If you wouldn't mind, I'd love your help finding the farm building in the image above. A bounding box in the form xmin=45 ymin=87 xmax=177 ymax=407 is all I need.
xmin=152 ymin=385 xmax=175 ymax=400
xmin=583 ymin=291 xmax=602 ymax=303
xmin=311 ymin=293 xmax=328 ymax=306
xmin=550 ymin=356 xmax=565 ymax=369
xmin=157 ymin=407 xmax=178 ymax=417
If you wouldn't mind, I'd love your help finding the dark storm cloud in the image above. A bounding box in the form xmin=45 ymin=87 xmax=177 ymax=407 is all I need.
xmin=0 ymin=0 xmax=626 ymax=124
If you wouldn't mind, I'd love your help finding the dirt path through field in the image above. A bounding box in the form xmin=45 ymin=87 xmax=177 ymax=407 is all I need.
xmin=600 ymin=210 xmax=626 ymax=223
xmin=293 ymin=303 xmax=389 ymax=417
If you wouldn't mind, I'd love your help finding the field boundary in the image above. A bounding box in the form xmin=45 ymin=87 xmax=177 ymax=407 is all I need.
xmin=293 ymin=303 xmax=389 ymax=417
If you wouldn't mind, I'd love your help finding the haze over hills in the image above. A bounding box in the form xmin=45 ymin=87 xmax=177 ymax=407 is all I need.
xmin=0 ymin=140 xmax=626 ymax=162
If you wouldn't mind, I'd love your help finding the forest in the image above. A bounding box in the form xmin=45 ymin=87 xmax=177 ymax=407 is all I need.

• _The task_
Change "farm building" to "barn" in the lines from the start of the material through the line containing "xmin=157 ymin=407 xmax=178 ymax=417", both ends included. Reproduce only those lines, with everything else left as it is.

• _Answer to this task_
If you wouldn't mind, I'd love your help finding the barn in the image above. A bounding box in the form xmin=45 ymin=87 xmax=177 ymax=407 is all I need.
xmin=152 ymin=385 xmax=175 ymax=400
xmin=583 ymin=291 xmax=602 ymax=303
xmin=311 ymin=293 xmax=328 ymax=306
xmin=550 ymin=356 xmax=565 ymax=369
xmin=157 ymin=407 xmax=178 ymax=417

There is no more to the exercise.